### Written task
Count the lines in the listing below that contain the string "cabinet", treating uppercase and lowercase as different. Reply with the number alone.
.....
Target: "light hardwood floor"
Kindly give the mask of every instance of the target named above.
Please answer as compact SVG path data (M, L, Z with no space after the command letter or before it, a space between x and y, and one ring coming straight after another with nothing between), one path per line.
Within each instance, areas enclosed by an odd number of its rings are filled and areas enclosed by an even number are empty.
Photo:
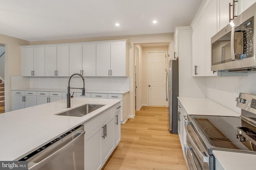
M4 113L4 106L0 106L0 113Z
M102 169L186 170L178 136L168 131L167 111L144 107L122 124L121 141Z

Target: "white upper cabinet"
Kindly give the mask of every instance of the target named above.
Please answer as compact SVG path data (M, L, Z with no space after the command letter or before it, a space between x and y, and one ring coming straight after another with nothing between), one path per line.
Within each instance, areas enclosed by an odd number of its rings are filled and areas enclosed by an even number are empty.
M57 47L45 47L45 76L56 76Z
M82 72L84 76L96 76L96 44L83 45Z
M45 76L69 76L69 46L45 47Z
M97 44L96 75L109 76L110 73L110 43Z
M129 76L128 44L118 40L22 46L22 75Z
M56 75L67 76L69 75L69 46L57 47L57 68Z
M82 45L69 46L69 75L82 73Z
M216 76L217 72L211 71L212 61L211 38L217 33L217 0L211 0L206 4L205 10L205 75Z
M44 76L45 47L22 48L22 76Z
M111 43L110 73L112 76L128 76L128 45L126 42Z
M205 76L204 25L203 14L192 31L192 76Z

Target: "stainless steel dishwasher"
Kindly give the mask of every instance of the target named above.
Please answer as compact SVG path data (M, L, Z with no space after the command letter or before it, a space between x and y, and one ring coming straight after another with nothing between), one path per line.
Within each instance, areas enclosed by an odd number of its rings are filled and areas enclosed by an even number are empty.
M84 170L85 133L79 125L19 160L29 170Z

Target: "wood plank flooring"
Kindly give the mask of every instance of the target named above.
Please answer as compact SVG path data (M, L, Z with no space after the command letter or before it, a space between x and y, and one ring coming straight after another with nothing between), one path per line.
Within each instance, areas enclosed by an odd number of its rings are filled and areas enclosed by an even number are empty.
M122 124L121 140L102 170L187 170L178 135L168 131L167 108L144 107Z
M0 113L4 113L4 106L0 106Z

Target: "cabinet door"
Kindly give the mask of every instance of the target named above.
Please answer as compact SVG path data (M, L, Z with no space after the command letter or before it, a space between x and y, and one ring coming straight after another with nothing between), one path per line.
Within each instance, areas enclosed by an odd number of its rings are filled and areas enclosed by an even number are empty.
M33 76L44 76L45 49L44 47L34 48L34 71Z
M219 0L220 3L220 15L218 19L220 20L220 28L218 31L226 27L229 23L230 14L228 3L233 4L232 0ZM233 8L230 9L230 16L232 16Z
M228 5L227 5L228 6ZM217 0L209 1L205 11L205 75L217 76L216 72L211 71L211 38L217 33Z
M56 76L57 47L45 47L45 76Z
M85 170L98 170L102 166L102 129L101 126L98 127L84 136Z
M83 76L96 76L96 44L83 45Z
M21 49L21 64L22 76L32 76L34 70L34 48Z
M118 108L118 107L117 107ZM115 125L115 147L117 146L118 144L121 140L121 121L120 116L121 114L121 108L119 107L117 109L118 111L116 112L115 120L114 121Z
M111 43L110 49L110 75L126 76L126 43Z
M37 96L36 98L37 105L39 105L48 103L49 96Z
M114 149L114 118L112 117L105 121L102 125L102 127L104 125L106 126L106 135L104 139L102 138L102 161L104 162L107 161ZM104 130L104 128L102 128L103 134L104 134L103 133Z
M96 50L96 75L109 76L110 69L110 44L97 44Z
M69 46L69 75L82 74L82 45Z
M58 76L69 76L69 45L63 45L57 47L56 74Z
M25 102L24 102L24 96L21 95L13 95L12 110L25 108Z
M25 96L25 107L27 108L36 106L36 96Z

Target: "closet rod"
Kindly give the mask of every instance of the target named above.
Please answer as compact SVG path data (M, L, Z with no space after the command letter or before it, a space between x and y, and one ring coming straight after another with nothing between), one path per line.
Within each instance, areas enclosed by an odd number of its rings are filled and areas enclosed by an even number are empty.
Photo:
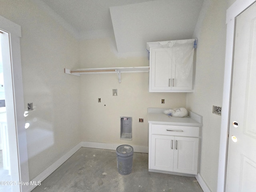
M107 69L105 70L87 70L84 71L72 71L70 70L70 73L86 73L92 72L115 72L116 70L115 69Z

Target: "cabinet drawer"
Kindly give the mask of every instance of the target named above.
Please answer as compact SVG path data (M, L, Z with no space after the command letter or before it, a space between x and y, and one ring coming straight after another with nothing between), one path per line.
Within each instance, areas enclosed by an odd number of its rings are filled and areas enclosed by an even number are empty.
M194 137L199 136L198 127L152 124L151 129L151 134Z

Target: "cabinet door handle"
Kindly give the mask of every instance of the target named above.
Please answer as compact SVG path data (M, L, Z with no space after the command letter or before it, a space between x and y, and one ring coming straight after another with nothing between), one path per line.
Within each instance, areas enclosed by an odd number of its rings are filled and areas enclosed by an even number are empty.
M166 131L175 131L177 132L183 132L183 131L182 130L171 130L170 129L166 129Z

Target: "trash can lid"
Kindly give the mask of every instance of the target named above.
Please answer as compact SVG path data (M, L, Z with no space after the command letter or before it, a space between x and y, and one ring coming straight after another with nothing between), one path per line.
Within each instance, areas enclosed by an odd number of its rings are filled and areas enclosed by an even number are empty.
M116 148L116 151L120 155L127 155L133 152L133 148L128 145L122 145Z

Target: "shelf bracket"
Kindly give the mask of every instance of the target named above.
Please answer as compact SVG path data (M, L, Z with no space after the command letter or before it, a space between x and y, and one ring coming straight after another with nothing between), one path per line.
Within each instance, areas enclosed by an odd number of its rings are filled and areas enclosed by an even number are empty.
M118 70L116 70L117 72L117 74L118 75L118 82L121 82L121 72Z

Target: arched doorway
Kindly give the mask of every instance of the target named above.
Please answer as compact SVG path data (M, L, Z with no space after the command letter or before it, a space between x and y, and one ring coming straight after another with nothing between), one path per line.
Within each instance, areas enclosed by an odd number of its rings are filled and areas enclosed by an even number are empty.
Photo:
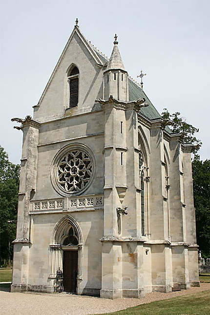
M82 238L80 229L70 215L56 225L50 245L49 278L56 286L57 272L63 271L63 291L76 293L82 278Z
M76 293L78 269L78 235L71 225L62 240L63 251L63 291Z

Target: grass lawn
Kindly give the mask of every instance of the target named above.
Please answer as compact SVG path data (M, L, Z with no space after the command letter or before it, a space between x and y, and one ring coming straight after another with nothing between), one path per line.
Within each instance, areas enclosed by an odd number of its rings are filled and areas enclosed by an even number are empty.
M210 283L210 273L201 273L199 275L199 280L201 282Z
M109 315L209 315L210 291L188 296L151 302L108 314Z
M8 282L12 281L12 269L0 268L0 282Z

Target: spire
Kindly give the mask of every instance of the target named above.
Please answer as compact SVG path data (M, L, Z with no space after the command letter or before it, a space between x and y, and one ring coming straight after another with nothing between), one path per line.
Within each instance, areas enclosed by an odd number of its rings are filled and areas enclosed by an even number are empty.
M123 61L122 60L121 56L117 45L118 42L117 42L117 34L115 34L114 42L114 46L113 48L109 61L108 63L107 69L109 70L110 69L121 69L122 70L125 70L124 65L123 64Z
M74 26L78 26L79 27L78 23L79 23L78 19L77 18L75 21L75 25Z

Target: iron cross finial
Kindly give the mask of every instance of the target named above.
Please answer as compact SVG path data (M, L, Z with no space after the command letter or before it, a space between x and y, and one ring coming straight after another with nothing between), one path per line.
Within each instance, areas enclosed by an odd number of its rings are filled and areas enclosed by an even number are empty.
M137 76L137 78L141 78L141 83L140 83L140 84L141 84L141 85L142 86L142 89L143 89L143 84L144 84L144 83L142 82L142 78L144 77L144 76L146 76L146 75L147 75L147 73L145 73L145 74L143 73L142 73L142 70L141 70L141 74L140 75L139 75L139 76Z
M118 42L117 42L117 34L115 34L115 37L114 37L114 44L115 45L115 44L116 44L117 45L117 44L118 43Z

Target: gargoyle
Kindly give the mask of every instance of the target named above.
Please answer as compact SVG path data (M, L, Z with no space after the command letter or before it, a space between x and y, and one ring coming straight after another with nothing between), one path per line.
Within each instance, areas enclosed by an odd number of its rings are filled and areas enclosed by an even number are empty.
M14 128L15 129L17 129L19 130L22 130L23 126L23 124L26 122L28 122L30 120L31 120L31 116L27 115L25 117L25 119L22 119L22 118L19 118L19 117L15 117L14 118L12 118L11 120L12 121L12 122L17 122L17 123L21 124L22 125L21 126L14 126L13 128Z

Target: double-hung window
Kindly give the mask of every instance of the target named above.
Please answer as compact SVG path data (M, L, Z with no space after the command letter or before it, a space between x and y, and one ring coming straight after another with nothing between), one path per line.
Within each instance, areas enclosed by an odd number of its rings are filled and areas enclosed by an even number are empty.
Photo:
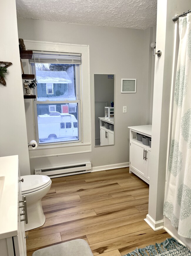
M91 150L89 45L25 40L33 58L23 60L25 74L38 81L34 100L25 100L31 158Z
M81 141L80 54L34 51L34 112L40 145Z

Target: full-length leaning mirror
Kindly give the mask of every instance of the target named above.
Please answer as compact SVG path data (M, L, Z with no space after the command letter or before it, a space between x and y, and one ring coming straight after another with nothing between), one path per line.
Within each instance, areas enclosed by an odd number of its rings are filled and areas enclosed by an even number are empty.
M115 75L94 74L95 146L114 144Z

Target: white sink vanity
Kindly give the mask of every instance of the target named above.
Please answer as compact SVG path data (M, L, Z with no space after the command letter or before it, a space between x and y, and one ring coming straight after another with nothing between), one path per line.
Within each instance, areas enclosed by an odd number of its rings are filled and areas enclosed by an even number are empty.
M152 125L129 126L130 129L129 172L149 184L151 148L137 140L136 133L151 138Z
M114 144L114 131L107 129L104 126L104 123L114 125L114 118L99 117L100 128L100 146L113 145Z
M0 255L2 256L26 255L24 225L26 217L20 178L18 156L0 157Z

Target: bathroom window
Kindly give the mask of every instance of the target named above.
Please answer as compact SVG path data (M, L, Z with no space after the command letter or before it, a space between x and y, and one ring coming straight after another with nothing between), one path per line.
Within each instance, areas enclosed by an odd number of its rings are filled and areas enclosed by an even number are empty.
M38 81L36 99L30 102L33 106L25 109L28 141L36 138L38 144L35 150L29 148L30 157L91 151L89 46L24 42L33 53L23 61L24 73L34 74ZM48 84L53 85L47 90Z
M35 52L31 62L38 81L34 107L39 144L80 141L78 129L72 126L74 122L81 126L81 55Z

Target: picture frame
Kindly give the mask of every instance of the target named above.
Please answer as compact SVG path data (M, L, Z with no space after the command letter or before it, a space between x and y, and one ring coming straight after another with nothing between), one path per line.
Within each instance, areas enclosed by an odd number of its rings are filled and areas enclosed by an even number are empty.
M122 93L136 92L136 79L122 78L121 81L121 92Z

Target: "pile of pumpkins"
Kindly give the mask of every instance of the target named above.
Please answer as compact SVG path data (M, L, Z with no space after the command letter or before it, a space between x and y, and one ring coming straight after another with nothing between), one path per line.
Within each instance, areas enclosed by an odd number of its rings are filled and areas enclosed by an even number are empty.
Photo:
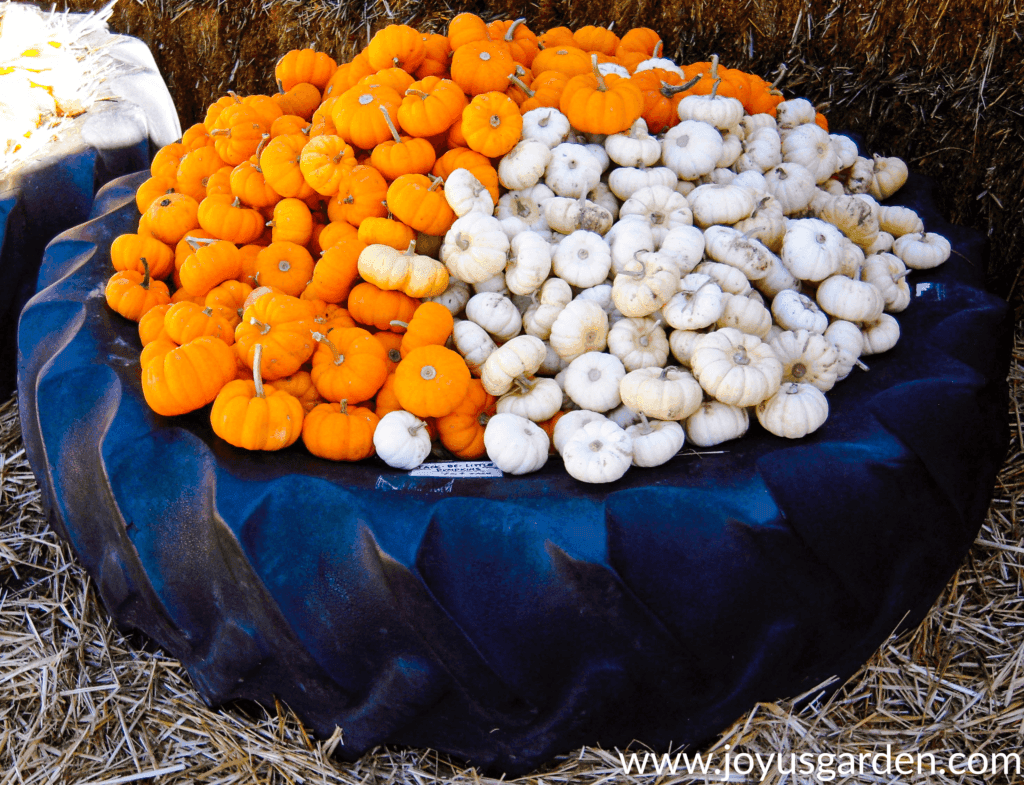
M807 100L654 31L460 14L295 50L155 157L108 303L164 416L246 449L584 482L819 428L948 257ZM164 282L172 282L174 291Z

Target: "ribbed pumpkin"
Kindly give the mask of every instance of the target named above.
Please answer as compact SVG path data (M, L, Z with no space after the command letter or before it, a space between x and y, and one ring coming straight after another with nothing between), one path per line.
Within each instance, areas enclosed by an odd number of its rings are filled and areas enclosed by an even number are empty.
M360 324L388 330L392 321L409 321L420 301L401 292L378 289L364 281L348 295L348 313Z
M447 268L415 249L415 241L408 243L403 252L386 245L368 245L359 253L359 275L380 289L396 289L416 298L436 297L447 289Z
M263 385L261 352L262 347L257 346L252 380L233 380L217 393L210 425L217 436L236 447L283 449L302 435L305 411L291 393Z
M150 268L144 259L142 266L143 272L136 270L115 272L106 281L103 291L106 304L132 321L138 321L154 306L171 301L167 285L150 277Z
M496 413L498 399L483 389L479 379L471 379L466 395L451 413L437 419L441 444L457 457L473 461L482 457L483 431Z
M374 454L374 431L380 419L348 401L321 403L302 423L302 443L328 461L361 461Z
M458 352L421 346L407 354L394 372L398 402L417 417L452 413L469 389L470 374Z
M387 378L387 352L362 328L336 328L325 335L312 334L317 342L309 376L329 401L351 403L376 395Z
M463 110L462 133L470 149L487 158L499 158L519 142L522 115L505 93L483 93Z
M323 90L337 70L338 63L329 54L313 49L292 49L278 60L273 76L282 92L291 90L299 82L309 82Z
M255 291L253 292L255 294ZM264 379L280 379L298 370L313 353L315 341L312 306L297 297L265 292L242 314L234 329L234 348L252 368L256 345L263 346L261 373Z
M438 177L403 174L387 189L387 207L402 223L424 234L441 235L455 221Z
M572 77L562 92L559 108L573 128L585 133L622 133L643 112L640 88L629 79L598 71L597 56L591 56L590 74Z
M142 368L142 394L158 415L184 415L210 403L236 373L231 347L204 336L150 360Z
M136 270L144 273L146 264L150 275L154 278L165 278L174 269L174 251L166 243L156 237L143 237L139 234L119 234L111 243L111 263L115 270Z

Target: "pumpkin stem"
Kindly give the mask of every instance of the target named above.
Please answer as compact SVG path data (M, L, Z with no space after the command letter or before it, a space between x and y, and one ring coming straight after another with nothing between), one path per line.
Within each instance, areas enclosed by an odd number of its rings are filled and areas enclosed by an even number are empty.
M775 77L775 81L774 82L772 82L770 85L768 85L768 92L770 94L772 94L772 95L775 95L775 94L781 95L782 94L782 93L778 92L778 86L779 86L779 83L782 81L782 79L785 78L785 72L787 72L788 70L790 70L788 67L784 62L779 63L779 67L778 67L778 76Z
M515 33L515 29L518 28L522 23L526 20L525 16L520 16L518 19L509 25L509 29L505 31L505 40L512 43L512 36Z
M270 325L267 324L265 321L260 321L255 316L250 316L249 317L249 323L250 324L255 324L256 326L258 326L259 328L259 334L261 336L265 336L267 333L270 332Z
M260 373L259 366L263 359L263 344L257 343L253 347L253 384L256 385L256 397L263 398L266 397L263 394L263 375Z
M518 87L524 93L526 93L526 96L528 98L532 98L535 95L537 95L537 92L535 92L534 90L530 90L529 87L526 86L526 83L523 82L521 79L519 79L519 77L517 77L515 74L509 74L509 82L511 82L512 84L514 84L516 87Z
M193 251L199 251L201 248L216 242L216 237L185 237L185 243L188 244Z
M700 75L697 74L693 79L688 82L683 82L681 85L670 85L668 82L662 82L662 87L658 90L662 95L666 98L671 98L676 93L684 93L691 87L695 86L697 82L700 81Z
M520 374L519 376L517 376L512 381L515 382L516 387L519 388L519 392L521 392L523 394L528 393L530 390L532 390L535 387L537 387L537 380L536 379L530 379L529 377L525 377L522 374Z
M654 429L650 427L650 421L647 420L647 416L642 411L638 412L640 415L640 433L645 436L648 433L653 433Z
M401 144L401 137L398 135L398 129L394 127L394 123L391 121L391 116L387 114L387 106L378 104L377 108L379 108L381 114L384 116L384 122L387 123L388 130L391 132L391 136L394 137L394 143Z
M338 347L334 345L334 342L330 338L323 333L317 333L316 331L312 332L312 337L314 341L318 341L331 350L331 354L334 356L335 365L340 365L345 361L345 355L338 351Z
M590 55L590 64L594 69L594 76L597 77L597 89L600 90L602 93L605 92L608 89L608 85L605 84L604 75L601 73L601 70L597 67L596 54Z
M260 174L263 174L263 170L260 169L259 157L263 154L263 147L266 146L268 141L270 141L270 134L263 134L260 137L259 146L256 147L256 171Z

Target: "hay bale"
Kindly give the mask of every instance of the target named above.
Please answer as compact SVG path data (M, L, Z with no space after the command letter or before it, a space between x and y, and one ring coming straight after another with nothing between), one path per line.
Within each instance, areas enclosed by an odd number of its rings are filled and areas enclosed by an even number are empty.
M93 9L101 0L76 0ZM443 31L460 10L485 18L520 15L510 0L449 5L427 0L121 3L112 26L153 49L182 122L202 118L228 89L273 89L273 63L296 46L347 59L391 23ZM859 133L865 147L897 155L937 178L940 207L953 222L992 241L989 281L1024 316L1024 83L1016 0L538 0L525 15L535 30L563 24L645 25L666 53L774 77L810 98L833 128Z

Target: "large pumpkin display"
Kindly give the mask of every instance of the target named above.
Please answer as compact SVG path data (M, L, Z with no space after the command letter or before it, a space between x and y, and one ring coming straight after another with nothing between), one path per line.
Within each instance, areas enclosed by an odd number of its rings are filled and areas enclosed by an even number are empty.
.....
### The solution
4